— start EXCERPT PROVIDED —

Thereby, in liquid coolant discharge, it is possible to maintain an
opening degree of the auxiliary valve portion in a fully opened
state and efficiently discharge the liquid coolant irrespective of
pressure of a suction chamber.
[0014] The capacity control valve according to a second aspect of
the present invention is characterized in that the first biasing
member is arranged between the rod and the valve element.
[0015] According to the second aspect, it is possible to transmit
drive force of the solenoid in the valve closing direction of the
main valve portion via the first biasing member arranged between
the rod and the valve element and reliably close the main valve
portion.
[0016] The capacity control valve according to a third aspect of
the present invention is characterized in that the first biasing
member has a communication portion communicating with the
intermediate communication passage.
[0017] According to the third aspect, regarding a coolant flowing
through the intermediate communication passage, by the
communication passage, a flow of the coolant is not inhibited.
[0018] The capacity control valve according to a fourth aspect of
the present invention is characterized in that the solenoid further
includes a plunger connected to the rod, a core arranged between
the plunger and the valve main body, an electromagnetic coil, and a
second biasing member arranged between the plunger and the
core.
[0019] According to the fourth aspect, by the second biasing member
arranged between the plunger and the core, it is possible to
reliably bias the valve element in the valve opening direction of
the main valve portion.

— end EXCERPT PROVIDED —
— start COLLECTED MATERIAL —

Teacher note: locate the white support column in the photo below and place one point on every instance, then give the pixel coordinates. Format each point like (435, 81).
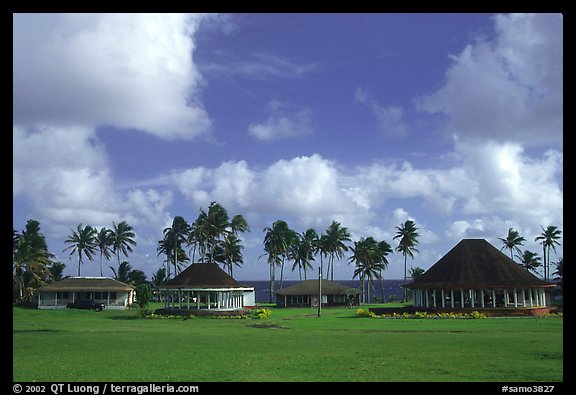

— end COLLECTED MATERIAL —

## EXERCISE DETAILS
Can you resume the capacity control valve passage, starting right after its final sentence? The listing has no connection to the capacity control valve passage.

## RESULT OF THIS TASK
[0020] The capacity control valve according to a fifth aspect of
the present invention is characterized in that the first pressure
is suction pressure of the variable capacity compressor, the second
pressure is discharge pressure of the variable capacity compressor,
and the third pressure is pressure of a crank chamber of the
variable capacity compressor. The capacity control valve according
to a sixth aspect of the present invention is characterized in that
the first pressure is pressure of a crank chamber of the variable
capacity compressor, the second pressure is discharge pressure of
the variable capacity compressor, and the third pressure is suction
pressure of the variable capacity compressor.
[0021] According to the fifth or sixth aspect, it is possible to
respond to various variable capacity compressors.
[0022] In order to solve the foregoing problems, a method for
controlling a capacity control valve according to a seventh aspect
of the present invention is a method for controlling a capacity
control valve, characterized by including the step of making the
main valve portion from a closed state to an opened state when the
auxiliary valve portion is in an opened state.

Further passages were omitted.